**Task objective:**
Quote the passage about the architect Rayfield from "Cammeron estimates Rayfield" to "City, in 1899.".

**Given text:**
· · · · ·

One early question for Cammeron: How did those plates get to Bessemer? His research showed that “Rayfield lost his business during the Depression, … and [I] have found some records to show that his possessions were auctioned off,” said the filmmaker.

“An antique dealer by the name of Eston Hallmark, … we believe he purchased Rayfield’s belongings and transported them to that barn in Bessemer.”

Durough was asked to donate the wooden plates.

“The Durough family still owns the plates,” Cammeron said. “So, it’s more or less a question about who owns history. Just because you find something, does it really belong to you?”

Cammeron estimates Rayfield has around 10 remaining structures still standing in Birmingham, including the Sixteenth Street Baptist Church. Throughout his life, the renowned architect designed more than 400 structures across 20 states.

A Southeast Native

Rayfield was born in Bibb County in Macon, Georgia, in 1874. He was the son of a railroad porter. Rayfield attended Howard University for his undergraduate studies, earning a Bachelor of Science degree in classics in 1896. He then earned a graduate certificate from Pratt Institute in New York City in 1898, followed by a Bachelor of Architecture degree from Columbia University, also in New York City, in 1899.

When Rayfield graduated, renowned educator, author, and orator Booker T. Washington recruited him to lead the Directorship of the Architectural and Mechanical Drawing Department at the Tuskegee Institute (now Tuskegee University) in Tuskegee, Alabama. According to the Cammeron, it was history in the making, with both Rayfield and Taylor leaving their imprint for generations to come.

· · · · ·

**Data lines:**
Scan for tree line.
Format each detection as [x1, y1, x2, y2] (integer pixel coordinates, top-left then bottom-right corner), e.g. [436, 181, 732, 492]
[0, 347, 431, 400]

· · · · ·

**Right answer:**
Cammeron estimates Rayfield has around 10 remaining structures still standing in Birmingham, including the Sixteenth Street Baptist Church. Throughout his life, the renowned architect designed more than 400 structures across 20 states.

A Southeast Native

Rayfield was born in Bibb County in Macon, Georgia, in 1874. He was the son of a railroad porter. Rayfield attended Howard University for his undergraduate studies, earning a Bachelor of Science degree in classics in 1896. He then earned a graduate certificate from Pratt Institute in New York City in 1898, followed by a Bachelor of Architecture degree from Columbia University, also in New York City, in 1899.